Task> Print every record exactly, but leave out the pictures.

Entries shown>
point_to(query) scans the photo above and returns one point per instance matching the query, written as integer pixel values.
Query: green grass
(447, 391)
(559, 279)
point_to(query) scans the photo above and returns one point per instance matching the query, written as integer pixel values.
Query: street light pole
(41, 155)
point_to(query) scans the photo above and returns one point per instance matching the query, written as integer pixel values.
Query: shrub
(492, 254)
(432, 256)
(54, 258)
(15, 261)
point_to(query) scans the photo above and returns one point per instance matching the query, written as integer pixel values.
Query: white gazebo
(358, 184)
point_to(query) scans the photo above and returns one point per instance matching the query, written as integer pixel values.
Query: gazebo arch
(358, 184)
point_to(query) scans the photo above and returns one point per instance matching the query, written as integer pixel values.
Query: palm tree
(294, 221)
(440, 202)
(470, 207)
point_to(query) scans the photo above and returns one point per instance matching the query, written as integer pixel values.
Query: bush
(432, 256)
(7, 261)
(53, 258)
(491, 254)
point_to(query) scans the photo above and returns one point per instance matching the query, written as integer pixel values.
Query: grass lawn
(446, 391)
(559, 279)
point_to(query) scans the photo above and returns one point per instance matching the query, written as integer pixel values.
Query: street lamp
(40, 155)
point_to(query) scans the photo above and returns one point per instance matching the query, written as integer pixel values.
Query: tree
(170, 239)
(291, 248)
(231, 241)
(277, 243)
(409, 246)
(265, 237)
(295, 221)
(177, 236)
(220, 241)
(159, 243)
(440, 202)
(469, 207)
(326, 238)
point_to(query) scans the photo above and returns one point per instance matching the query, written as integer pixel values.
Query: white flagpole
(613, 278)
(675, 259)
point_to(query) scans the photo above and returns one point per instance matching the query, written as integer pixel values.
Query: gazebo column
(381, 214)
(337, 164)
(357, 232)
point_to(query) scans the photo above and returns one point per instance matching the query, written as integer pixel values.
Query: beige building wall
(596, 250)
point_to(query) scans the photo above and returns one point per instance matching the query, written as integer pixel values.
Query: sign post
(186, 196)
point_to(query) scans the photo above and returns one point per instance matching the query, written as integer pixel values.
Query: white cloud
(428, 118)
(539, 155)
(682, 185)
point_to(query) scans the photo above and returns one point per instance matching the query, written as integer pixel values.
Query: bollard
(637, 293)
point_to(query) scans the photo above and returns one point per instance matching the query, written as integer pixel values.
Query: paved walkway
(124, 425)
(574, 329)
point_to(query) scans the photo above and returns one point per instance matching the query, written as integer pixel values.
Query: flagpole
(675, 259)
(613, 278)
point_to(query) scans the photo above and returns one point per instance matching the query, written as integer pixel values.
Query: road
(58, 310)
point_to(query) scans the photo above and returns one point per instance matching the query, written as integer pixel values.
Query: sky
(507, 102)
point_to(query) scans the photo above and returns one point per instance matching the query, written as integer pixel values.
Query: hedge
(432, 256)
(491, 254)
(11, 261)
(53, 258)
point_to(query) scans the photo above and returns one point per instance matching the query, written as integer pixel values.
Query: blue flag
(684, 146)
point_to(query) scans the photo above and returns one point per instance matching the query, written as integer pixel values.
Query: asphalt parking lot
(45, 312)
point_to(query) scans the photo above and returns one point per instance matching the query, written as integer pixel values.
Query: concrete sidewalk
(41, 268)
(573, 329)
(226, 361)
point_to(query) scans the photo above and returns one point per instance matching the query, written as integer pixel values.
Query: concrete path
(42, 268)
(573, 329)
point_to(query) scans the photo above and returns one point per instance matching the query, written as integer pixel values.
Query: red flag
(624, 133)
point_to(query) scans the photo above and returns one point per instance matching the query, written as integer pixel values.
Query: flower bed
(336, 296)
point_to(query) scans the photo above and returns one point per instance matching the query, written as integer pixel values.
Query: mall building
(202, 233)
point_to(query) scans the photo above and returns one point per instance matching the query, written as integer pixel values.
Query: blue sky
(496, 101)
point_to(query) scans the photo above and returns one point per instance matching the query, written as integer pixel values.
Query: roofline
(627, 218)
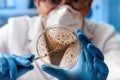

Response to this exercise>
point_to(query) scans the photo above and returns one point per instance matching the query, written as integer pixel values.
Query: green grass
(447, 391)
(559, 279)
point_to(query) scans the photo above and returns one point per instance matching the query, written as integer pixel values.
Query: street light pole
(41, 155)
point_to(query) scans the photo above and returns one point per instance matching the query, written as integer pixel values.
Query: shrub
(492, 254)
(432, 256)
(54, 258)
(15, 261)
point_to(query) scans the photo above and returns one point per instance matching the query, written as integer pixel values.
Query: white gazebo
(358, 184)
point_to(query) scans the photo above and returns one point per instance matching the query, written as integer pixel values.
Query: gazebo arch
(358, 184)
point_to(query) scans the photo above and returns one point per instance matching the query, written as integer pixel values.
Query: palm tree
(294, 221)
(440, 202)
(470, 207)
point_to(query) scans the photo above and returns one point per instance matching the query, written as integer pixel values.
Query: bush
(432, 256)
(7, 261)
(53, 258)
(491, 254)
point_to(query) scans the photo above and returns one point per instance matching the query, written as integer pixel values.
Query: grass lawn
(446, 391)
(559, 279)
point_to(query) scans the photo above and returns one point per instance matching the query, written as integer pixel values.
Query: street lamp
(40, 155)
point_to(query) scans the photo above and returns one point per instance matching the query, written as integer pixel values.
Query: tree
(170, 239)
(291, 248)
(231, 241)
(277, 243)
(409, 246)
(265, 237)
(295, 221)
(177, 236)
(220, 241)
(159, 243)
(440, 202)
(469, 207)
(326, 238)
point_to(query) scans the photo above and returns one point per instance matching the query, written as integer pixel values.
Query: white flagpole
(613, 278)
(675, 259)
point_to(query) scans the photo above and returns one point per instance matching the query, written as integer pixel values.
Query: gazebo column
(381, 214)
(337, 164)
(357, 232)
point_to(query) scans the photo above and returns one point per instance matching the query, written as integer pixel values.
Query: beige building wall
(596, 250)
point_to(query) scans the photo above and returns one point per instance matching the query, written as integer pixel values.
Query: sign post
(186, 196)
point_to(query) scans the photo above and returns one point per instance matching the query, written as integer pixel values.
Query: white cloud
(428, 118)
(539, 155)
(682, 185)
point_to(query) scans the photo above and returns one point per instance matching the query, written as integer pixel values.
Query: bollard
(637, 293)
point_to(query) scans the photo above and returns one point per instance matching the query, written as integer pixel values.
Query: paved walkway
(124, 425)
(574, 329)
point_to(query) scans the photo above and returns one point per instance matching the query, written as integer pixel values.
Query: flagpole
(675, 259)
(613, 278)
point_to(query) scans the photo above and returns one point per instance matching the query, written as integer pixel values.
Query: road
(58, 310)
point_to(query) scans the photo above and returns one point per instance matching the query, written as integer pixel values.
Query: sky
(507, 102)
point_to(query) scans the photo above and returns one point per instance matching the query, written as integer pixel values.
Query: hedge
(432, 256)
(491, 254)
(11, 261)
(53, 258)
point_to(query) scans the photo above and returns one point per instance matching the query, written as integer pixel values.
Query: blue flag
(684, 146)
point_to(query) scans the photo above and returns one point per instance matching the query, written as integer pixel values.
Query: asphalt parking lot
(45, 312)
point_to(query) scans the photo above and returns one point per instance matching the query, written as integer pixel values.
Query: concrete sidewalk
(41, 268)
(573, 329)
(226, 361)
point_to(query) scans the photo above and returns one point per instance matching the query, written as integer pixel values.
Query: concrete path
(42, 268)
(573, 329)
point_to(query) scans the photo above and returns one point per instance matching the query, written as integer pixel values.
Query: red flag
(624, 133)
point_to(query) scans the photo above and returns one point per instance matching the query, written as integer pixel values.
Query: flower bed
(336, 296)
point_to(query) scans the photo above and returns one point per instance matching the query, written as integer pixel values.
Query: mall building
(202, 233)
point_to(query) scans the photo above and returns one point per instance matching the query, written as integer pixel values.
Query: blue sky
(496, 101)
point_to(query) scans the photo above and returns one point per instance matching the query, written as integer pixel values.
Query: roofline
(627, 218)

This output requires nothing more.